Verilen Görev A: Satırlar arasından "cloud" dizesini içerenleri ayıklayın ve her birini hiçbir değişiklik yapmadan aktarın; büyük-küçük harf ayrımı gözetilmelidir.
Verilen Görev B: Laodikeia Batı Tiyatrosu'nu anlatan metni, son cümlesinin ardından devam ettirin.

Belge Bölümü:
• LAODIKEIA
    KAZISI
Ana Sayfa / Batı Tiyatrosu

     Kuzey (Kutsal) Agora’nın kuzeybatısında yer alan Batı Tiyatrosu; Hellenistik geleneğe göre doğal zemin oyularak yapılmış, kentin erken yerleşiminin bulunduğu yönde, öğleden sonra başlayan batı esintilerini alacak şekilde düzenlenmiştir. Tiyatroda 2004-2005 ve 2016 yıllarında kazı ve temizlik çalışmaları yapılmıştır. 2018 yılında Güney Ege Kalkınma Ajansı (GEKA)’na Denizli Büyükşehir Belediyesi ile birlikte 24 ay süreli (2019-2020) bir proje hazırlanarak, bu kapsamda tekrar kazı, temizlik ve restorasyon çalışmalarına başlanmış olup, söz konusu proje için 6 aylık ek süre verilmiş ve çalışmalar halen devam edilmektedir.
        Batı Tiyatrosu 8 merdiven geçişi (klimakes) ile 9 kerkidese bölünmüş olup her iki analemma duvarının iç kısmında birer geçiş merdiveni yapılmıştır. Enine ortada tek diazoma ile iki caveaya bölünen yapıda, alt caveada (imma cavea) 25, üst caveada (summa cavea) 19 olmak üzere toplamda 44 oturma basamağı sırasının olduğu çalışmalarla netlik kazanmıştır.  Roma Dönemi sahne binası daha sonra yapılarak kuzey ve güney paradoslardan içeriye giriş sağlanmıştır. Kentin sur duvarlarıyla çevrilmesine bağlı olarak MS 5. yy başında sahne binası surun parçası olarak kullanıldığından, güney paradostan çıkışlar kapatılmış ve basamaklar güney cavea sonundan giriş-çıkış sağlayacak şekilde düzenlenmiştir. Sahne binasının tamamen sur olarak kullanılmasına bağlı olarak, Kuzey (Kutsal) Agora başta olmak üzere birçok yapıdan getirilen mimari bloklar ile doldurulmuştur. Sahne içi postskene locaları altında yer alan ve güney-kuzey yönünde uzanan koridora üç kapı ile geçilmektedir. 2020 yılında yapılan kazı çalışmalarında bu 3 kapının geç dönem kullanımı ile ilişkili olarak çaytaşı+harç ile örülerek kapatıldığı anlaşılmıştır. Orkestradan gösterilerin yapıldığı sahne önüne çıkış (pulpitum) ise iki mermer merdiven basamağıyla sağlanmıştır. Orkestra içinde etrafında yay şeklinde yağmur sularını direne eden kanal yer alır. Tiyatroda yapılan kazı çalışmaları alt caveada yer alan oturma basamaklarının taş ocağı olarak kullanılmasına bağlı olarak çok fazla tahrip edildiğini ortaya koymuştur. Buna ilişkin olarak bol miktarda metal keskiler ele geçirilmiştir. Özellikle bazı oturma basamaklarının Osmanlı mezar taşı olarak yontulduğunu gösteren taslaklar bulunmuştur. Alt cavea çalışmaları tiyatronun mermerden yapılan oturma basamaklarının daha fazla tahribata maruz kaldığını ortaya koymuştur.

Sağlanan Veriler:
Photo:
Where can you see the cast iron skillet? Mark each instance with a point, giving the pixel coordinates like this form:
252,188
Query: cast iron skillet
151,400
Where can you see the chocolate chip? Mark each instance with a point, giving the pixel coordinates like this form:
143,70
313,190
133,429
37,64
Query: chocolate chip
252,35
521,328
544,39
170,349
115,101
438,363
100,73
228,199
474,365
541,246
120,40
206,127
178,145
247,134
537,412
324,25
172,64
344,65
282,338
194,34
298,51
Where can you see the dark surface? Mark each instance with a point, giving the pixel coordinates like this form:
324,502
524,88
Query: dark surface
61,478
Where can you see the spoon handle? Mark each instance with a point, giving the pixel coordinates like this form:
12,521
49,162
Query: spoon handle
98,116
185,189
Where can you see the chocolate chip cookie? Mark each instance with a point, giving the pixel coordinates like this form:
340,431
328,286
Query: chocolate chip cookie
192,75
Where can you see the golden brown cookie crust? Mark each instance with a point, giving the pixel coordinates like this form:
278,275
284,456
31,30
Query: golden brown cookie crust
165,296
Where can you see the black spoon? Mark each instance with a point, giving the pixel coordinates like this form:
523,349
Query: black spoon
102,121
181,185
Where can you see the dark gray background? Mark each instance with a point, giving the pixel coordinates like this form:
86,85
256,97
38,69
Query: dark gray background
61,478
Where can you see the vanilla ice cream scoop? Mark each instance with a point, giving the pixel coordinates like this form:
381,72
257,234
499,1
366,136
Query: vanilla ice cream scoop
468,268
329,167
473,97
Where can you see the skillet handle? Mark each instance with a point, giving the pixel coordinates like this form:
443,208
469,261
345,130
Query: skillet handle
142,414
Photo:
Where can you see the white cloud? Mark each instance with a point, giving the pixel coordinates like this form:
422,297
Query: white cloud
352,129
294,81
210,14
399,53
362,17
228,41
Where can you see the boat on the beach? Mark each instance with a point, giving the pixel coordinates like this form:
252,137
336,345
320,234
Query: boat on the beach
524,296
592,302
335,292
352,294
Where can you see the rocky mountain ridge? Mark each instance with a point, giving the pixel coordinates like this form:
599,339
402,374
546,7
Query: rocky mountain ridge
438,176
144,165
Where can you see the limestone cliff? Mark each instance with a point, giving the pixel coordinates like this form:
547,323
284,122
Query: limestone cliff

Alıştırma Çıktısı A:
Where can you see the white cloud? Mark each instance with a point, giving the pixel coordinates like this form:
Query: white cloud

Alıştırma Çıktısı B:
      Yapının sahne binasının (skene frons) cephesindeki mimari bezemeleri ile alt caveada yer alan oturma basamakları mermer, üst caveadakiler ise travertenden yapılmıştır. Tiyatronun cavea (theatron) çapı 85 m olup analemma duvarı ile birlikte bu çap 96 m’ye ulaşmakta, orkestra çapı ise 22.0 m’dir. Hellenistik Dönem’de yapılan tiyatroda orkestra etrafına at nalı şeklindeki yarım daireyi oluşturacak şekilde şeref koltukları (proedria) sıralanmıştır. Roma İmparatorluk Dönemi’nde ise orkestra derinleştirilmiş ve orthostat blokları ile etrafı sınırlan­dırılarak koltuklar (proedria) ilk basamak boyunca sıralanmıştır. Bu düzenlemeyle derinleşen orkestra alanına giriş çıkış için merdiven geçişleriyle yapılmıştır.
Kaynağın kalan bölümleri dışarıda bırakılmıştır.